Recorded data
☆ ☆ ☆ ☆ ☆ ☆ ☆

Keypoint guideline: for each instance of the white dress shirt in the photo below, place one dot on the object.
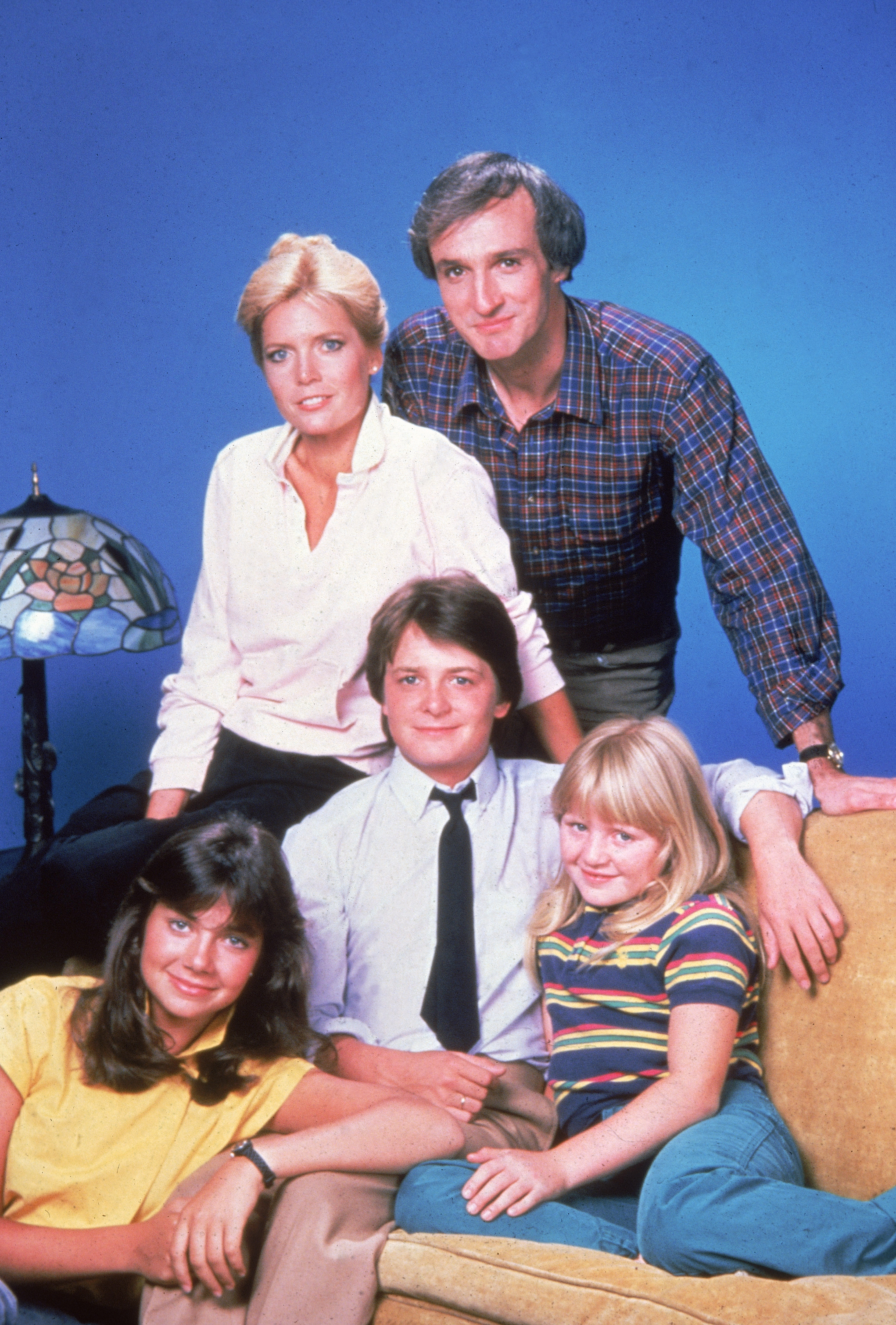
(366, 875)
(278, 631)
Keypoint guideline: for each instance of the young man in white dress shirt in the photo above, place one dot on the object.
(442, 662)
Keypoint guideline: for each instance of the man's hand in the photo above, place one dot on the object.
(514, 1181)
(846, 794)
(798, 917)
(841, 793)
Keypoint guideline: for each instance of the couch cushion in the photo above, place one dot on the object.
(430, 1279)
(830, 1056)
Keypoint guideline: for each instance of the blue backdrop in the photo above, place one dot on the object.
(735, 166)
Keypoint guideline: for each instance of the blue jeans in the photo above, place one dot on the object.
(726, 1194)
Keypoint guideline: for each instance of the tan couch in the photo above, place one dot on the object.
(830, 1063)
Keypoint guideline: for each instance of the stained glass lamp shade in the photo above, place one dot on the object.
(71, 584)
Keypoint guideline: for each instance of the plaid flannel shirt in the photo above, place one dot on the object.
(645, 443)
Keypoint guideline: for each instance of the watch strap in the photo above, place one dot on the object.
(829, 752)
(246, 1151)
(813, 753)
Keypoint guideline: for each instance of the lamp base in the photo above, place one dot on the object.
(35, 781)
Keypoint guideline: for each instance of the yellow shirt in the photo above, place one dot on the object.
(85, 1156)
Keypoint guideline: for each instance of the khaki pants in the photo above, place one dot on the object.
(316, 1260)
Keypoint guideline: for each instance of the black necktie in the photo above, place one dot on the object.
(451, 1005)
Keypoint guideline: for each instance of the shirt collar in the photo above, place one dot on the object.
(580, 389)
(368, 454)
(413, 786)
(213, 1035)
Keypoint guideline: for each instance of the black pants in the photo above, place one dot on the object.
(62, 903)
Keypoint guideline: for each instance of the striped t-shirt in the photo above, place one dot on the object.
(612, 1018)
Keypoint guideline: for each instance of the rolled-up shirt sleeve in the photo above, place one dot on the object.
(313, 867)
(764, 586)
(732, 786)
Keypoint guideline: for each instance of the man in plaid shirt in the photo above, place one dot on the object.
(609, 437)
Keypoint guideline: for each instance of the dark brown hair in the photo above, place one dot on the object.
(455, 610)
(120, 1043)
(474, 182)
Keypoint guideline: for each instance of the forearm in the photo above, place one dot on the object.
(388, 1137)
(166, 803)
(556, 725)
(638, 1131)
(31, 1253)
(772, 825)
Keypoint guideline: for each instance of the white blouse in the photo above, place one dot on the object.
(278, 631)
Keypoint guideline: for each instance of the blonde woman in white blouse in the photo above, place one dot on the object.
(309, 527)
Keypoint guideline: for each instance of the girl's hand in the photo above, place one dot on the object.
(514, 1181)
(209, 1235)
(153, 1242)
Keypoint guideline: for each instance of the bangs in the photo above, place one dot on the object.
(619, 785)
(244, 919)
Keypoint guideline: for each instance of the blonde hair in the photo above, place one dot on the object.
(313, 268)
(641, 772)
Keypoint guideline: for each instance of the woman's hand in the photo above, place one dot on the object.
(166, 803)
(209, 1237)
(458, 1083)
(153, 1245)
(514, 1181)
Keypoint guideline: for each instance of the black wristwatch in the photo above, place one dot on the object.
(246, 1151)
(832, 753)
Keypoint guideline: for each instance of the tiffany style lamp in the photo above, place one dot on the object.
(71, 584)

☆ ☆ ☆ ☆ ☆ ☆ ☆

### What is required
Copy the data above word for word, leaving the picture out.

### Full response
Keypoint guideline: for each instance of the white dress shirt in the photo below, place one dot on the object.
(366, 875)
(278, 631)
Keypoint guideline: for each instance of the young man in white dress shirt in the photo above, place one dot on the object.
(442, 662)
Keypoint guideline: for each instance of the man's hand in the photo above, place one dot on the object.
(514, 1181)
(846, 794)
(798, 917)
(841, 793)
Keypoint guideline: for each instance of the couch cushion in the photo above, place one dot on the object.
(430, 1279)
(830, 1056)
Keypoint guideline: for each instance of the blue backdrop in the photo above, place one dot on the object.
(735, 166)
Keypoint guideline: for each instance of the blue jeans in the photo above, place one dot on the object.
(726, 1194)
Keypoint guideline: for each instance of the tan couch in the photo above, place one dot on the object.
(830, 1063)
Keypoint guideline: for each instance of the stained glass lamp shade in the photo above, place one dot on the object.
(71, 584)
Keypoint guideline: for each instance of the plaid flannel shirt in the photo above, place one dot on the object.
(645, 443)
Keypoint guideline: for each instance of the watch strap in the photo above, place one dot on the object.
(829, 752)
(246, 1151)
(813, 753)
Keypoint guideline: for each instance of the lamp base in the photo above, place one dot on the object.
(35, 781)
Keypoint guideline: for each instance of the yellow shirt in the photo above, place one dot on the object.
(85, 1156)
Keypoint guideline: for each instance of the khaki pants in the photo above, place one dot on the object.
(316, 1260)
Keypoint guideline: for each instance of the black necktie in the photo above, place one dot on the object.
(451, 1005)
Keypoint guideline: for each instance of the shirt collar in the photo above, place one dot on the object.
(580, 389)
(368, 454)
(413, 786)
(213, 1035)
Keypoint guideline: for each instance of the black pants in the photo above, place one dot on the object.
(62, 903)
Keypoint guideline: for each instance of the striped t-shirt in the photo above, place one dot on the object.
(612, 1018)
Keypoint guideline: for each instance of the rolled-up shirt sleeve in the photo above, place one dot on the object.
(313, 867)
(764, 586)
(732, 786)
Keypoint guideline: for each instance of the man in plaid shirt in the photo above, place one dot on the object.
(609, 437)
Keypoint guideline: for each instance of the dark brown hair in the photo above, place one dot on the object.
(455, 610)
(120, 1043)
(474, 182)
Keypoint guideline: for each instance of the forearm in the photo above, place one dot on the object.
(388, 1137)
(166, 803)
(556, 725)
(638, 1131)
(31, 1253)
(772, 825)
Keypoint guideline: for each instance of the white blouse in the photo above, place one dot on the object.
(278, 631)
Keypoint guideline: for each instance of the blonde woman in white blouse in the photo above, place one dot on the object.
(309, 527)
Keypoint guideline: for each instance of the girl's hand in the photo above, place one dot on the object.
(514, 1181)
(209, 1235)
(153, 1242)
Keypoint guideline: for each instance of the bangs in the photo above, place one dot on the object.
(619, 785)
(244, 919)
Keypoint guideline: for each instance of the blonde hair in the photo above, place one dot on the object.
(313, 268)
(641, 772)
Keypoint guideline: for each instance of the woman's hand in the photo above, place one dot on the object.
(166, 803)
(209, 1237)
(458, 1083)
(153, 1245)
(514, 1181)
Keypoint guideline: for each instance of the black wristwatch in the photo above, place one dot on the object.
(246, 1151)
(832, 753)
Keypoint guideline: for each instance of the tiffany style lamp in the photo above, place one dot on the object.
(71, 584)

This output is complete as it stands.